▶ **Task statement**
Will you write out the data exactly, excluding every picture?
* Start *
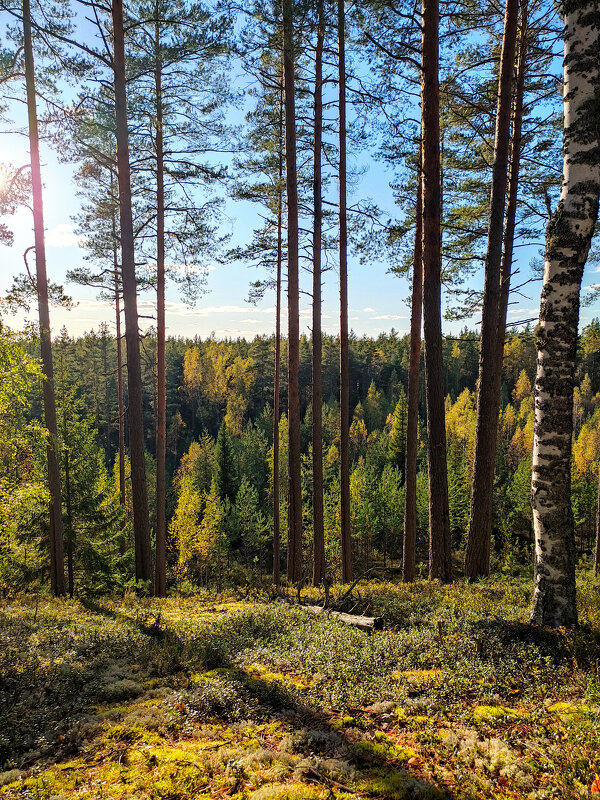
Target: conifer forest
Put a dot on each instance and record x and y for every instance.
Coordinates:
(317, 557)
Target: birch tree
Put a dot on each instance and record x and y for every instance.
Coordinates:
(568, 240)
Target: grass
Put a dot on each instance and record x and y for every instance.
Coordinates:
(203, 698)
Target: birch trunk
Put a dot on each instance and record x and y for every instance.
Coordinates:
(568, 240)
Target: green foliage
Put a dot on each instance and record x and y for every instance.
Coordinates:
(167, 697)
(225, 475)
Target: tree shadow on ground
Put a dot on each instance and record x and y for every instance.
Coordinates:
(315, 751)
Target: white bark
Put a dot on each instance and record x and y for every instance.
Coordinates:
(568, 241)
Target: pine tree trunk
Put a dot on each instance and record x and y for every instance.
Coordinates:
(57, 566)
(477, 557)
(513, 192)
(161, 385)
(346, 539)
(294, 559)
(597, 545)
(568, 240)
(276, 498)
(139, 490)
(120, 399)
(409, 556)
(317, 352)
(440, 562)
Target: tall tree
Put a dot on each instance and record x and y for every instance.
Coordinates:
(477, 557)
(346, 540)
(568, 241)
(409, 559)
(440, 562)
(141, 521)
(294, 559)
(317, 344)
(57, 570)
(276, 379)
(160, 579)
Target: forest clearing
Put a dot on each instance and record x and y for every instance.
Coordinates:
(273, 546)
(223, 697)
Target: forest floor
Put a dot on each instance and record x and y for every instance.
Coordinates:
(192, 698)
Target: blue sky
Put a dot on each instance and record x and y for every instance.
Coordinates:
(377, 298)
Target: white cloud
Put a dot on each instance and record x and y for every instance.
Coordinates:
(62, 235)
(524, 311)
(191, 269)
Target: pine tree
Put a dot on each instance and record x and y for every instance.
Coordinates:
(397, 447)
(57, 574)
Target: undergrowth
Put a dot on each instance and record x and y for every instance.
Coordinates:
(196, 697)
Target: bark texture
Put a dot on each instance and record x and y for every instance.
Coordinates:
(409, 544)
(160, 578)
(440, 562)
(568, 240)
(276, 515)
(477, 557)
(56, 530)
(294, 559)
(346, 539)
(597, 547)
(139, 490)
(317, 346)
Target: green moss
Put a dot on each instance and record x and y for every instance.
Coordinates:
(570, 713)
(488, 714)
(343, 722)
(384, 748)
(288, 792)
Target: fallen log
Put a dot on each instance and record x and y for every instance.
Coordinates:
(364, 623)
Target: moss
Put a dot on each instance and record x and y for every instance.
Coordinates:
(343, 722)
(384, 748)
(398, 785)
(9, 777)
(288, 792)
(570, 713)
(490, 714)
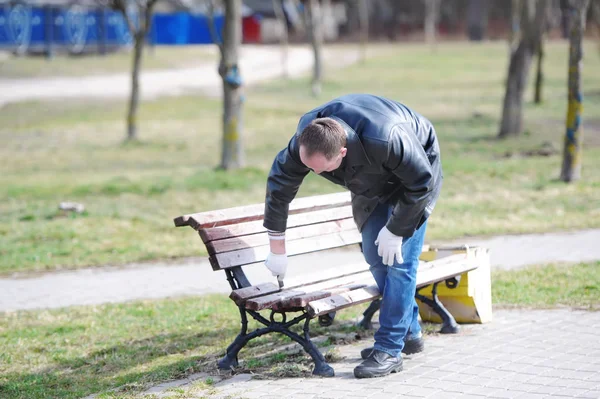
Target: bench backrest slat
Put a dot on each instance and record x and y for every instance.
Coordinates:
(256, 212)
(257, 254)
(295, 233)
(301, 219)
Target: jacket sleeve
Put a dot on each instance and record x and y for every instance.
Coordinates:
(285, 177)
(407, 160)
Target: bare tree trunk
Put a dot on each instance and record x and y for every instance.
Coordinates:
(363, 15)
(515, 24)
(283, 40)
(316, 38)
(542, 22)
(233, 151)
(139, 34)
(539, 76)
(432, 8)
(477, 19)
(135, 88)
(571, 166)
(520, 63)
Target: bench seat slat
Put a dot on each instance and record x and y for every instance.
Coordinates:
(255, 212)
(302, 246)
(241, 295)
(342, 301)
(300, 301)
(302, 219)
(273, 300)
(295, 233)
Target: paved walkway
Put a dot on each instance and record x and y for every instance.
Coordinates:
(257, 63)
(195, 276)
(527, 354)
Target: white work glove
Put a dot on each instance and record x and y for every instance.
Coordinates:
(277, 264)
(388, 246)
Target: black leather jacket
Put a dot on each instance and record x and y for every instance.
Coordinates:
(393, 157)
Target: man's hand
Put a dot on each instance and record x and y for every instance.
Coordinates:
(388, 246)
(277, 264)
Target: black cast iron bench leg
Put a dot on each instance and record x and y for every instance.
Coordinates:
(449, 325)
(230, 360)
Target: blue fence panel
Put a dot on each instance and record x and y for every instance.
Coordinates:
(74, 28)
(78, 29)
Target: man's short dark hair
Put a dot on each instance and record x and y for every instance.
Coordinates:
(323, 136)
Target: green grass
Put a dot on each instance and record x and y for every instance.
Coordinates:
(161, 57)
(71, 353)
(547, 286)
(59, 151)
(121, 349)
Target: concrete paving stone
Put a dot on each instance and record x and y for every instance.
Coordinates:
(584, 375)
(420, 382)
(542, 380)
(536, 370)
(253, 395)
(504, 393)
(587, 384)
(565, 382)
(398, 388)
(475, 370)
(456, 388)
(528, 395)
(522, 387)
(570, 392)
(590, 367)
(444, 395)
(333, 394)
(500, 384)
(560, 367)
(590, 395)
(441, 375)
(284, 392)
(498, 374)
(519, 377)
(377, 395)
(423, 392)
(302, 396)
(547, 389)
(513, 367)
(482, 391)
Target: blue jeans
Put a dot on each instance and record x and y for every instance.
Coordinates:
* End *
▶ **Output for this exercise**
Target: conifer forest
Put a dot on each instance and record x and y for every instance.
Coordinates:
(317, 557)
Target: birch tree
Put a dot on each instance and record x and y for every instance.
Coordinates:
(568, 240)
Target: grass
Put a dot on each instance and record x and y for every instance.
Coordinates:
(203, 698)
Target: birch trunk
Put a dot on each instance and record x and y for every instance.
Coordinates:
(568, 240)
Target: green foliage
Put a dot on each instance and record x and y for every instance.
Coordinates:
(167, 697)
(225, 475)
Target: tree shadow on ground
Put a dot on each instance and record x and y for every instance.
Coordinates:
(315, 751)
Target: white bark
Put a dot on each instance and record x and y for every instance.
Coordinates:
(568, 241)
Target: pine tree trunk
Put a dot on each instance and record x and y for every instance.
Coordinates:
(57, 566)
(477, 557)
(513, 192)
(161, 385)
(346, 539)
(294, 559)
(597, 545)
(568, 240)
(276, 498)
(139, 490)
(120, 399)
(409, 556)
(317, 352)
(440, 562)
Target: tall tree
Put a dot on each instance and record x and y for every instance.
Coordinates:
(477, 557)
(346, 540)
(568, 241)
(409, 559)
(440, 562)
(141, 521)
(294, 559)
(317, 344)
(57, 570)
(276, 379)
(160, 579)
Target: forest clearing
Put a dot on each instance and record x and y for every instance.
Coordinates:
(273, 546)
(223, 697)
Target: forest floor
Put a dot on each instance and record x and y for every instance.
Coordinates:
(192, 698)
Target: blue sky
Put a dot on each instance and record x and y for every instance.
Coordinates:
(377, 298)
Target: white cloud
Put a dot on each instance and record x and y for every instance.
Coordinates:
(62, 235)
(524, 311)
(191, 269)
Target: pine tree
Put a dot on each instance and record x and y for every instance.
Coordinates:
(397, 447)
(57, 574)
Target: undergrowth
Put a dot on each instance and record x and y for every instance.
Coordinates:
(196, 697)
Target: bark texture
Put a dot on each instance and record x and y for every instance.
Coordinates:
(409, 544)
(160, 578)
(440, 562)
(568, 240)
(276, 515)
(477, 557)
(56, 530)
(294, 559)
(346, 539)
(597, 547)
(139, 490)
(317, 346)
Target: green moss
Put a dot on each instance and record x and y for every instance.
Coordinates:
(570, 713)
(488, 714)
(343, 722)
(384, 748)
(288, 792)
Target: fallen log
Put a dot on each instance and record x and y for every instance.
Coordinates:
(364, 623)
Target: moss
Put a dot on each instance and record x and y for every instance.
Coordinates:
(343, 722)
(384, 748)
(398, 785)
(9, 777)
(288, 792)
(570, 713)
(490, 714)
Target: bench backrest slat
Put a dot on each instance and record x and y for every instance.
Coordinates:
(256, 212)
(257, 254)
(295, 233)
(301, 219)
Target: jacket sleeve
Put a dot on each instance and record x and y for every instance.
Coordinates:
(285, 177)
(407, 160)
Target: bare tree trunk
Put a dot on each instance and record x and y for every instance.
Coordinates:
(363, 15)
(515, 24)
(283, 40)
(316, 38)
(542, 22)
(233, 151)
(139, 34)
(539, 76)
(432, 8)
(477, 19)
(135, 88)
(571, 166)
(520, 63)
Target: bench seat slat
Put a dot on each instance and record x and y for every instance.
Coordinates:
(255, 212)
(302, 246)
(241, 295)
(342, 301)
(300, 301)
(302, 219)
(273, 300)
(295, 233)
Target: paved walkway
Put a dot on each instance and record x and y for every instance.
Coordinates:
(257, 63)
(195, 276)
(527, 354)
Target: white work glove
Put a dot on each instance and record x and y for every instance.
Coordinates:
(277, 264)
(388, 246)
Target: black leather jacket
Put a dot on each instance and record x and y for every instance.
Coordinates:
(393, 157)
Target: man's hand
Put a dot on each instance and record x and y for every instance.
Coordinates:
(388, 246)
(277, 264)
Target: black cast iron bench leg
Put a dot on each instance and record x and y for every instance.
Coordinates:
(449, 325)
(230, 360)
Target: blue fence panel
Put a dot on each instance and record x and y for every instance.
Coordinates:
(74, 28)
(78, 29)
Target: man's short dark hair
Put a dot on each instance and record x and y for every instance.
Coordinates:
(323, 136)
Target: green grass
Put a dot on each instance and record x and y for every instance.
Coordinates:
(161, 57)
(71, 353)
(547, 286)
(59, 151)
(121, 349)
Target: concrete paving stone
Put a dot on each instance and record x and y for every instance.
Coordinates:
(584, 375)
(420, 382)
(542, 380)
(536, 370)
(253, 395)
(504, 393)
(587, 384)
(565, 382)
(398, 388)
(475, 370)
(456, 388)
(528, 395)
(522, 387)
(570, 392)
(590, 367)
(444, 395)
(333, 394)
(500, 384)
(560, 367)
(590, 395)
(441, 375)
(284, 392)
(498, 374)
(519, 377)
(377, 395)
(423, 392)
(302, 396)
(547, 389)
(513, 367)
(482, 391)
Target: blue jeans
Put a dot on each instance and record x and y for every instance.
Coordinates:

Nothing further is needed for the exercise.